The World’s Most Dangerous Roads – Peru

The last episode in the BBC series “The Worlds Most Dangerous Roads” featured the TV presenter and “adventurer” Ben Fogle and the comedian Hugh Dennis travelling from the town of Concepcion in the Central Peruvian Andes through the jungle to Satipo and Pozuzo to reach their final destination in Ciudad Constitucion close to the geographical centre of Peru. In the 1980s the site was chosen by the Peruvian president of the time, Fernando Belaunde Terry, as a possible location for a new capital city of Peru. Today the story behind the idea seems to be very little-known by many Peruvians and even though I have read extensively on the history of Peru I also had no idea of the plan and therefore decided to carry out some research into it.

Peruvians living outside of Lima have complained for many years that the country is “Lima-centred” and that the decisions of the government are dictated by what happens in Lima with much of the countries finances and resources being allocated to the city. Belaunde Terry, an architect by profession, had originally had the idea of relocating the capital in the 1950s when he was a Professor of Architecture at the National School of Engineering in Lima and an aspiring young politician. He got the idea from what had happened in Brazil in 1956 with the construction of Brasilia.

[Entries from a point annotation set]
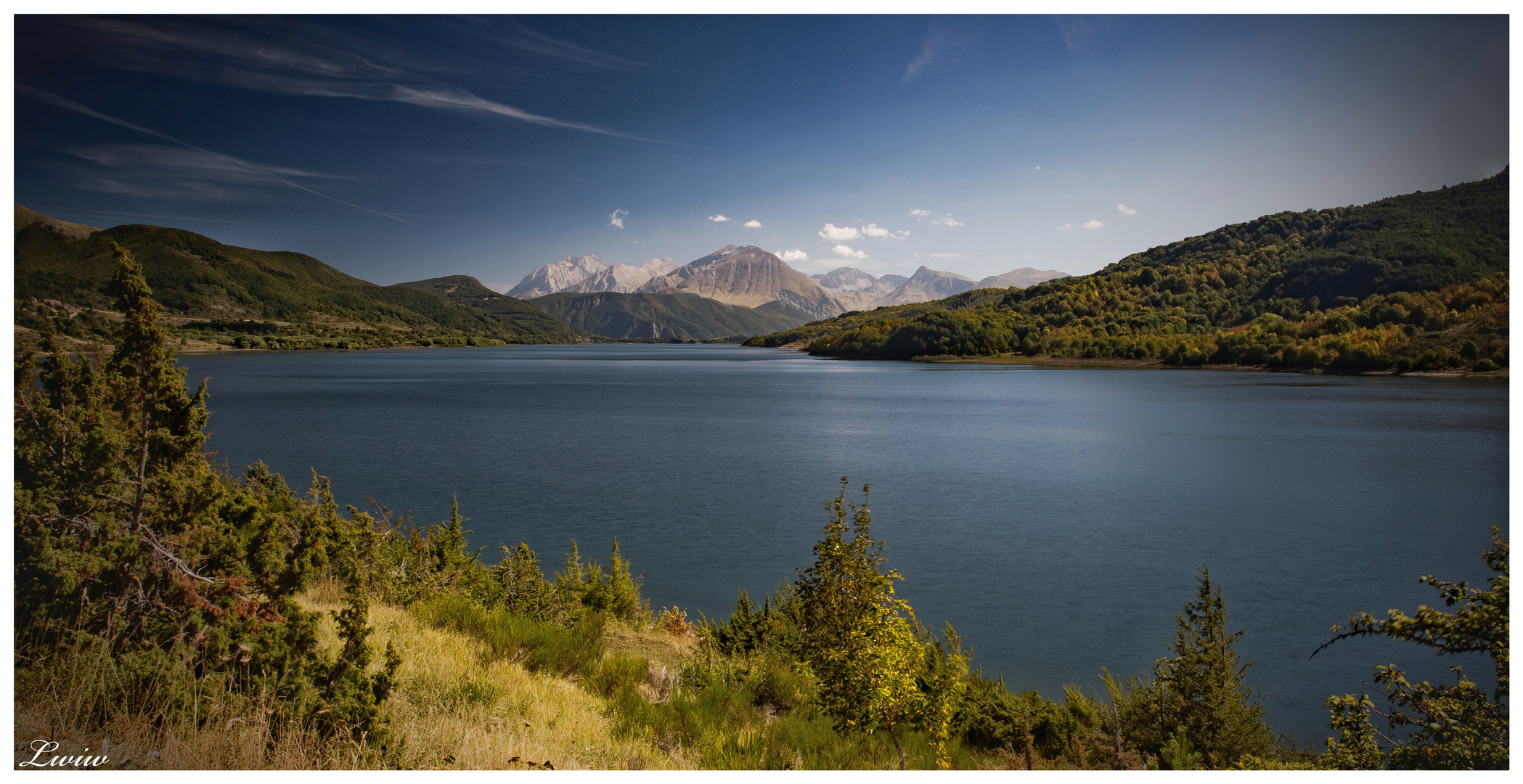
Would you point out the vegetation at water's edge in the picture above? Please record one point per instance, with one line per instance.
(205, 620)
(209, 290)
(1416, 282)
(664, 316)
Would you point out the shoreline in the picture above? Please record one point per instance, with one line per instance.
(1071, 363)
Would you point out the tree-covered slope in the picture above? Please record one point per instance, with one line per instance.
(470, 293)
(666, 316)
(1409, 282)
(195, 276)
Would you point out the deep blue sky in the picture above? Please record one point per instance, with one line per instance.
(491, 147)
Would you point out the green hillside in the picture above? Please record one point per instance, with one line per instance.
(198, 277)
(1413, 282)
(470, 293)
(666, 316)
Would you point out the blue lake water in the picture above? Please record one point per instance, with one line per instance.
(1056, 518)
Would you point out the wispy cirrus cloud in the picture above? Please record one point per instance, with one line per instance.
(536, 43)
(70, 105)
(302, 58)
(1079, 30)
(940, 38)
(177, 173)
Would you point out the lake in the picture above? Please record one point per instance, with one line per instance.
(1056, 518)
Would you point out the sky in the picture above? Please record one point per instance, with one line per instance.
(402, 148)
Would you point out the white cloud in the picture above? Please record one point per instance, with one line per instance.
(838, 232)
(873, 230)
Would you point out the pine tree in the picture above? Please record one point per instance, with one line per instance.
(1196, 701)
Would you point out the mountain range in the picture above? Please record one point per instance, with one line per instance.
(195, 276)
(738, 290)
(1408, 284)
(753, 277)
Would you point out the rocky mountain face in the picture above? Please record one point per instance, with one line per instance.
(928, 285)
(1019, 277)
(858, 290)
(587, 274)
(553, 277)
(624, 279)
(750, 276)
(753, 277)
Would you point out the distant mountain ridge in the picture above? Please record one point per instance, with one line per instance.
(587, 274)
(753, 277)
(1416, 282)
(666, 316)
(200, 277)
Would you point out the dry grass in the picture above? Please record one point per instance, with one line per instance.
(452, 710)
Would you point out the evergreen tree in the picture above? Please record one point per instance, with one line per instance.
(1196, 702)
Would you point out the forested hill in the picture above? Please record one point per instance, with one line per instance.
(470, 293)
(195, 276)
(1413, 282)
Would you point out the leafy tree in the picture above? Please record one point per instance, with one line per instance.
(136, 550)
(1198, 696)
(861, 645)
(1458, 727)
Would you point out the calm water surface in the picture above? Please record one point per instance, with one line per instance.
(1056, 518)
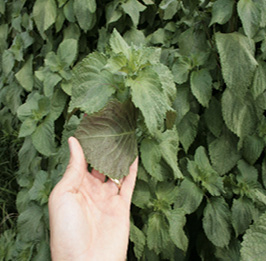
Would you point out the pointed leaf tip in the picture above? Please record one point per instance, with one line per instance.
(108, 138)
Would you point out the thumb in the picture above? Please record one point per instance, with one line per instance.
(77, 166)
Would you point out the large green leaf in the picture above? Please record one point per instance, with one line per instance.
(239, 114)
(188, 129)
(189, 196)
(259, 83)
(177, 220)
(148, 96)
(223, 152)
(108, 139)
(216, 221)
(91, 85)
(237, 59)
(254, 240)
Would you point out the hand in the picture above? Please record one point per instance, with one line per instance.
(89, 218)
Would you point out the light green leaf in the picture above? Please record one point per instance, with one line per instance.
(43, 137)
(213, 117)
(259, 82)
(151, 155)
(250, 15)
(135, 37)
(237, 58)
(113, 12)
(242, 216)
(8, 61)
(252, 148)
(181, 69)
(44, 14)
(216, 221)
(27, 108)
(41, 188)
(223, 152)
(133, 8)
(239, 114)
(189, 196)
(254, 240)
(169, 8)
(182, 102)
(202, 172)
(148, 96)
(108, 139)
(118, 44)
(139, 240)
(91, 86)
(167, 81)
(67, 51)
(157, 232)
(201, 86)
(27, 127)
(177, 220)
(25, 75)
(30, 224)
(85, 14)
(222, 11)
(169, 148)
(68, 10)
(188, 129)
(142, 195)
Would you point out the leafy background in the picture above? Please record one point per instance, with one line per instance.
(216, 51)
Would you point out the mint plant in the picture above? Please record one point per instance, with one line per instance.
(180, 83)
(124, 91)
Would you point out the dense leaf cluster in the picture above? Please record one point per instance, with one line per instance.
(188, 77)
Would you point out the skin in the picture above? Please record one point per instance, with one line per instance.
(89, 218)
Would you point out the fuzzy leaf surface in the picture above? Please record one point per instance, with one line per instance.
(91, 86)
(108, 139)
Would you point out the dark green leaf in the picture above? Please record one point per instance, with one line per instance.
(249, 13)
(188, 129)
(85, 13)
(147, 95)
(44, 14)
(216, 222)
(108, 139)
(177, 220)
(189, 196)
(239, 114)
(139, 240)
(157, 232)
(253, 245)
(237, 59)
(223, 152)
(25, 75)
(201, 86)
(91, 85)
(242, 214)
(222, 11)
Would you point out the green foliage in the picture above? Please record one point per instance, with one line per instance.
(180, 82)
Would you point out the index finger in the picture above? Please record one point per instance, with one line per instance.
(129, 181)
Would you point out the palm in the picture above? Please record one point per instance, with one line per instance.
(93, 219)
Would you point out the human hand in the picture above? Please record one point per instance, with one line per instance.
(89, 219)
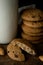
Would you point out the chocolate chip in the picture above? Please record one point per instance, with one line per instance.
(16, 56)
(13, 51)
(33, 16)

• TASK DIRECTIONS
According to the passage on the proposed new capital of Peru, what event gave Belaunde Terry the idea of relocating the capital?

• EXERCISE ANSWER
The construction of Brasilia in Brazil in 1956.